Exercise: Pick out each line in the listing below that contains the word "tile", and copy those lines in full.

━━━━━━━━

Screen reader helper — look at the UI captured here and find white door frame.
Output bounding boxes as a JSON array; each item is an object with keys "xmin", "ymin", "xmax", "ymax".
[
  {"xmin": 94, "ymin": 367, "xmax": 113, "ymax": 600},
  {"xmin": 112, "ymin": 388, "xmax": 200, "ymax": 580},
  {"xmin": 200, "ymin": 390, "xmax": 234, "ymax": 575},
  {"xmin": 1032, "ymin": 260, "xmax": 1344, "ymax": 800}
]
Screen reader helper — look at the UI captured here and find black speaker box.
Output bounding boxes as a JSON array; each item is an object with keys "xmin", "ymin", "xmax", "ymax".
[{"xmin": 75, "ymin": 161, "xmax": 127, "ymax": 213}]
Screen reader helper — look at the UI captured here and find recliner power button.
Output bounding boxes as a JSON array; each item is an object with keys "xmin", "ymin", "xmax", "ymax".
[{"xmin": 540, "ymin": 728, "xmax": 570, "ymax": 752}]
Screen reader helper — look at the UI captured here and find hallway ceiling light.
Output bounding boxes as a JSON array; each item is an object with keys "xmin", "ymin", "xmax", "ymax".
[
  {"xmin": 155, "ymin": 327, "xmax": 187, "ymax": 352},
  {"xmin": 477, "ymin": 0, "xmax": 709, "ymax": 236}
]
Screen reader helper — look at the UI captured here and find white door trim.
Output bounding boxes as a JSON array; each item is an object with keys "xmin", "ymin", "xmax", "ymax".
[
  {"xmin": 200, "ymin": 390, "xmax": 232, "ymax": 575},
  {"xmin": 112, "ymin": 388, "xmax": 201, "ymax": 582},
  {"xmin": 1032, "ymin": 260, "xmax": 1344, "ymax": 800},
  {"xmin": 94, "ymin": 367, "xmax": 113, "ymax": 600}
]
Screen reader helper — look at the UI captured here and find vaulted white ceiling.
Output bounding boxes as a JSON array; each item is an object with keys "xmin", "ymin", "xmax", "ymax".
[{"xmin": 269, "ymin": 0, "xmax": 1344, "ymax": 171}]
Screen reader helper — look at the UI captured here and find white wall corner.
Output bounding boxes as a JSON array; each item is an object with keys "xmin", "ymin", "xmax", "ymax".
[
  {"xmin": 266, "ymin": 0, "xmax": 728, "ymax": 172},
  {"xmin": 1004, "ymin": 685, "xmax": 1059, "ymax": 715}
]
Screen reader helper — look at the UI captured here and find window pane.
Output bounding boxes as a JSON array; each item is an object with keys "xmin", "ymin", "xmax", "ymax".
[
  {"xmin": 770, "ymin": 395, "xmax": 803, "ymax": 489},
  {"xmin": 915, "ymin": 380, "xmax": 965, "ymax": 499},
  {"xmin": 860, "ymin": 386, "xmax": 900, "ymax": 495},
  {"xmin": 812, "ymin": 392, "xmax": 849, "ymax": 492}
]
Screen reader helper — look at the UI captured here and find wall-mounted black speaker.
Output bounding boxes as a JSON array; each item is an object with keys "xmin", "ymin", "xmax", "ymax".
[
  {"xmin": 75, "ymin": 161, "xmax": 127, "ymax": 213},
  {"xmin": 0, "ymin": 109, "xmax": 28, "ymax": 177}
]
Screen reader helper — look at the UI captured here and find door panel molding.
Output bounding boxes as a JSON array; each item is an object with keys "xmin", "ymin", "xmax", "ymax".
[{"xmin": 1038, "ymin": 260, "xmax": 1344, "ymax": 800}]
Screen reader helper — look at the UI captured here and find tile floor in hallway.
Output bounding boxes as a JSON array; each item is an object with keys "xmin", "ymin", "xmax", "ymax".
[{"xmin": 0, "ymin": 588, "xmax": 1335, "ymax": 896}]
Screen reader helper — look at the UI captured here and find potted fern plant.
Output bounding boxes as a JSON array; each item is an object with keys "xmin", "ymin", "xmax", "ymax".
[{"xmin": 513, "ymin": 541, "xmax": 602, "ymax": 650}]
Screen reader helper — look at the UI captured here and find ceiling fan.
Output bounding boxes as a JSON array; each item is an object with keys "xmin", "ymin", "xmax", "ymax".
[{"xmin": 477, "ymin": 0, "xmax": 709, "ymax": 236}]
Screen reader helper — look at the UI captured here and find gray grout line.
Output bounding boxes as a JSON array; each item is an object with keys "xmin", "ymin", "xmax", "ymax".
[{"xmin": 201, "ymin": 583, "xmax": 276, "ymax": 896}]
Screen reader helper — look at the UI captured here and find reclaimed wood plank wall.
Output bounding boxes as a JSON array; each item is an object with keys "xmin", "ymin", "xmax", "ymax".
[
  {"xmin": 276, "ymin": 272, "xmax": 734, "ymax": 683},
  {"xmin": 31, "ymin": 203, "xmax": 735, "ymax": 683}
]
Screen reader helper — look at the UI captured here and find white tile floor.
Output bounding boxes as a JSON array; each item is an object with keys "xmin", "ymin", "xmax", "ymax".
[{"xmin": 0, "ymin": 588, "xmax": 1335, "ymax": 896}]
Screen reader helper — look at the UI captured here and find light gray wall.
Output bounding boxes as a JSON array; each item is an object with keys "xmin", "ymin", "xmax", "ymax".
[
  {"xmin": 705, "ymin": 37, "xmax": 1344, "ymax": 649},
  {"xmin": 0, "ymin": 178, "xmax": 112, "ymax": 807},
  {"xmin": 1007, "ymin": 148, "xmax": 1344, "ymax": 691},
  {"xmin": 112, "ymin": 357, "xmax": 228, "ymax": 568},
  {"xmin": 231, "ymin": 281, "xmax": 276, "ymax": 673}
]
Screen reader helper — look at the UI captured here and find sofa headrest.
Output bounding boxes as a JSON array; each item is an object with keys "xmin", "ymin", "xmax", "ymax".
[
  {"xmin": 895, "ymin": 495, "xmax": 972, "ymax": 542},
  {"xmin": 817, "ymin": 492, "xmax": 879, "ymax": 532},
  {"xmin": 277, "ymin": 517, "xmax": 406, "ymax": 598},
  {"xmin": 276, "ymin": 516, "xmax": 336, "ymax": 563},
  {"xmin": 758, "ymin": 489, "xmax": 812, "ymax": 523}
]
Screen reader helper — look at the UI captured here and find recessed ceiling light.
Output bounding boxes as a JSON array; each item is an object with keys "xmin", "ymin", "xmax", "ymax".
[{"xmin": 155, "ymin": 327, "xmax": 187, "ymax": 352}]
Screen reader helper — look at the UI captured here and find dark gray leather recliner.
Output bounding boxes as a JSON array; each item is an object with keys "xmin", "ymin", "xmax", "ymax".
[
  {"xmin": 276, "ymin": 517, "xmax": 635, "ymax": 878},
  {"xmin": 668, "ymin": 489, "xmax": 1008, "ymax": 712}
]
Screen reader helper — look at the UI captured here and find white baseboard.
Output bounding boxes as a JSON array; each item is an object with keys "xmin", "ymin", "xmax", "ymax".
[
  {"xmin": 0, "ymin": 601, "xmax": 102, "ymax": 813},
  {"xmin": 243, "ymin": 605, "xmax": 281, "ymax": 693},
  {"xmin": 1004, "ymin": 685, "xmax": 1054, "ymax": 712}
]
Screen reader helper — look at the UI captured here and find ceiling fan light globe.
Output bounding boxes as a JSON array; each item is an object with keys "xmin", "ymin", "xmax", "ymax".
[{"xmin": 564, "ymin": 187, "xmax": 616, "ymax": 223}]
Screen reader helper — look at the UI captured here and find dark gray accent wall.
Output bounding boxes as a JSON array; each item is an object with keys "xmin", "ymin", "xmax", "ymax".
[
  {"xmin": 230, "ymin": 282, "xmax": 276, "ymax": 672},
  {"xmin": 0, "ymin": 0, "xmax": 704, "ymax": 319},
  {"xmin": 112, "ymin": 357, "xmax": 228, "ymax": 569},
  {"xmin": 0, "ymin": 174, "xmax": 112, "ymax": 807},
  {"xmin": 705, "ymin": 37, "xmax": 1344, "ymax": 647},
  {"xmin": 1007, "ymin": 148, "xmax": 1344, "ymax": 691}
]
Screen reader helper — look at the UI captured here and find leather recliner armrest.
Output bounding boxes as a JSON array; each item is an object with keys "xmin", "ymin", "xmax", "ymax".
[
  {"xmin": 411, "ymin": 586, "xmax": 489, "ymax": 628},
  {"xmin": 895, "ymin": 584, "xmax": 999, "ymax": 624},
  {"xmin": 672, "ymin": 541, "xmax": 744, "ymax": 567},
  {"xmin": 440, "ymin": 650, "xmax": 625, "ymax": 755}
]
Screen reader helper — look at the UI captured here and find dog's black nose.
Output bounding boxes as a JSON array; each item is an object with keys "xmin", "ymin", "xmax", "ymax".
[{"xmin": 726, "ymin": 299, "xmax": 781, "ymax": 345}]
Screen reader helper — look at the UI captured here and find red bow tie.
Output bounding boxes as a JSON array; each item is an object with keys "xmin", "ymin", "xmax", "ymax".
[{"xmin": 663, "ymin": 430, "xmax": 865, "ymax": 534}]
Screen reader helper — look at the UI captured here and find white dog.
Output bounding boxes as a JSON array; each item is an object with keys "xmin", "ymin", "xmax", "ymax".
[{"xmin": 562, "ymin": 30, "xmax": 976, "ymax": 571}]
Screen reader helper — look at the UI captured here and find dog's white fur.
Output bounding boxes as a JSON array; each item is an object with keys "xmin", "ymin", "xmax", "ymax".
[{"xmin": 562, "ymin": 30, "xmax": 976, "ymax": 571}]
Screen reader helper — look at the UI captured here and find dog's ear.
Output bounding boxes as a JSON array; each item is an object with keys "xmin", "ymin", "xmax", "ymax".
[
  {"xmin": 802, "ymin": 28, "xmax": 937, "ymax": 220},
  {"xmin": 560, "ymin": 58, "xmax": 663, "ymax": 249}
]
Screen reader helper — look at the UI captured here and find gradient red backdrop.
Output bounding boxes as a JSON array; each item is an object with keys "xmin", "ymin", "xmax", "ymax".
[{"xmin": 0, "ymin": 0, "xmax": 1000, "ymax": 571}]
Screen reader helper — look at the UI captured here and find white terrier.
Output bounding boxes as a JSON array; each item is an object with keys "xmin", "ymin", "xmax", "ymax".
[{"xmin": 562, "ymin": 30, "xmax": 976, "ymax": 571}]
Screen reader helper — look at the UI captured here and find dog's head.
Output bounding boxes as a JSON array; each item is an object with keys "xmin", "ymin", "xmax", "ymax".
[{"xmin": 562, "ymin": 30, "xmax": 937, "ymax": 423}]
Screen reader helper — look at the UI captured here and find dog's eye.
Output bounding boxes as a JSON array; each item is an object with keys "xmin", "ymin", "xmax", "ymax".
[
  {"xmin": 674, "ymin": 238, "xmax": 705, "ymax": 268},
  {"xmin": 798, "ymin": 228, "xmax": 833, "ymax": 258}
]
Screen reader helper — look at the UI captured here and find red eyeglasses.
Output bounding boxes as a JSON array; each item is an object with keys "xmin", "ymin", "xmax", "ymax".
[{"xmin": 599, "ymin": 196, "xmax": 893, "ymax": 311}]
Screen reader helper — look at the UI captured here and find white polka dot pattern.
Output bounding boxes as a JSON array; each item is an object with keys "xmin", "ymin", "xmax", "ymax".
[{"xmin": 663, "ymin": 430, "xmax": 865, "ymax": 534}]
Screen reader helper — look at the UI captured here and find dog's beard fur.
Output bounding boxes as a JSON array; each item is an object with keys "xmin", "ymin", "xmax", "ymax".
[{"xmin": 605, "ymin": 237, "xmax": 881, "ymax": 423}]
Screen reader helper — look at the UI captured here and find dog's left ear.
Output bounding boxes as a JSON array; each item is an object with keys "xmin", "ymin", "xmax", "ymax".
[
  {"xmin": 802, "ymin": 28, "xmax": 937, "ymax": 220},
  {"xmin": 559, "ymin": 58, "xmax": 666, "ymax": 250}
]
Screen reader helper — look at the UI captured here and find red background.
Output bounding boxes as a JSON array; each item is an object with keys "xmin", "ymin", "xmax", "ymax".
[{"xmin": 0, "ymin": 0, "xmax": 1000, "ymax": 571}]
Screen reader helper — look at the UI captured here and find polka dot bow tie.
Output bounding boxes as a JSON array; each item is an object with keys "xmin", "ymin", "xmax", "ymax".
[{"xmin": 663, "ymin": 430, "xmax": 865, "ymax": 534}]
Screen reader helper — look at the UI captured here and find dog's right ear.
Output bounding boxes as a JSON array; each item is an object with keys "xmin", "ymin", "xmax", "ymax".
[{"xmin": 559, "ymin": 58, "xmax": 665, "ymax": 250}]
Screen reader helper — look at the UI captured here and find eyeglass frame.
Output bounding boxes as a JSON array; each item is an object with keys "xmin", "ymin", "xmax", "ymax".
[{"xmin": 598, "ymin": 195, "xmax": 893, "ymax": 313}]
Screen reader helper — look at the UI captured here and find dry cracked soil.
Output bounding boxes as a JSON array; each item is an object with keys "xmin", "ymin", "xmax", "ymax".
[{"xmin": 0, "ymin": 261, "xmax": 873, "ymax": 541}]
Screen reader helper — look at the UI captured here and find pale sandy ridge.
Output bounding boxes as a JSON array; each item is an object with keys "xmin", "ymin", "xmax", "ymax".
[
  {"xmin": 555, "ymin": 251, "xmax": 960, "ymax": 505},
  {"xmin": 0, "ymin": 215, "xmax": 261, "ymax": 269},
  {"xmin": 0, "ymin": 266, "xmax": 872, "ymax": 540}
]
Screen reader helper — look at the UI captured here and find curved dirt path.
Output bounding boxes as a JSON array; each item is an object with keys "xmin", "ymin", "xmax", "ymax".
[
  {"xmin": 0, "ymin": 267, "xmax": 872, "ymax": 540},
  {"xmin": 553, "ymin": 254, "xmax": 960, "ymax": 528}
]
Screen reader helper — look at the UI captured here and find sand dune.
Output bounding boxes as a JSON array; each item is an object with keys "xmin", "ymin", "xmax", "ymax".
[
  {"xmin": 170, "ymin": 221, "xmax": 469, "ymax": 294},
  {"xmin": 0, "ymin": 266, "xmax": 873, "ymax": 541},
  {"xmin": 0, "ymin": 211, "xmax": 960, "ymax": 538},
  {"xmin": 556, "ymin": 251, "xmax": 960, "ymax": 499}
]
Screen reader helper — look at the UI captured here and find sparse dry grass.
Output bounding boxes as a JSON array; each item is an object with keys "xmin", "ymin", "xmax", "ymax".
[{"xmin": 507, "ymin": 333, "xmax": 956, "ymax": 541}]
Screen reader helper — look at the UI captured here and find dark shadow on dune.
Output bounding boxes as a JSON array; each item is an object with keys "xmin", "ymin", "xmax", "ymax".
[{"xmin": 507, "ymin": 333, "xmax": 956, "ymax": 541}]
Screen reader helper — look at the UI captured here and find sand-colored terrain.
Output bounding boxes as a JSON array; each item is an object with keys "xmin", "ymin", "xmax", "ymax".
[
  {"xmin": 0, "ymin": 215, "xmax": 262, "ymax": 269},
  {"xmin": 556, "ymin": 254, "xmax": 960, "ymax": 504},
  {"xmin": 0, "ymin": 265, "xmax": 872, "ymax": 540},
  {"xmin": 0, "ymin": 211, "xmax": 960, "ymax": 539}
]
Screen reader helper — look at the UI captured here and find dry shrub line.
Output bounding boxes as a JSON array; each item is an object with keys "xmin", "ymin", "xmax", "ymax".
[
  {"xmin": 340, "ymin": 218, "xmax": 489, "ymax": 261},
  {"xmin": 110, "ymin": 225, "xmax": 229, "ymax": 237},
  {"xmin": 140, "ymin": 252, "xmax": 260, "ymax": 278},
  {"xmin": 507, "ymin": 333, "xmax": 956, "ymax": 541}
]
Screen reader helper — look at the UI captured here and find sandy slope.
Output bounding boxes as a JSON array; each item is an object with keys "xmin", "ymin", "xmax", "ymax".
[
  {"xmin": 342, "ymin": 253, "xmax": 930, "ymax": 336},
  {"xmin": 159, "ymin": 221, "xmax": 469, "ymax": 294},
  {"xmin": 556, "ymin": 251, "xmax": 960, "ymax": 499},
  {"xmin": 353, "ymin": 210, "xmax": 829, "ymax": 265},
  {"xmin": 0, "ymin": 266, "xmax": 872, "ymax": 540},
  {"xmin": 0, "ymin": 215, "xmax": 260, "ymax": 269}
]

━━━━━━━━

Written response:
Screen reader helper — look at the UI captured here and find tile floor in hallway.
Screen reader helper — look at the UI captured here and find white tile floor.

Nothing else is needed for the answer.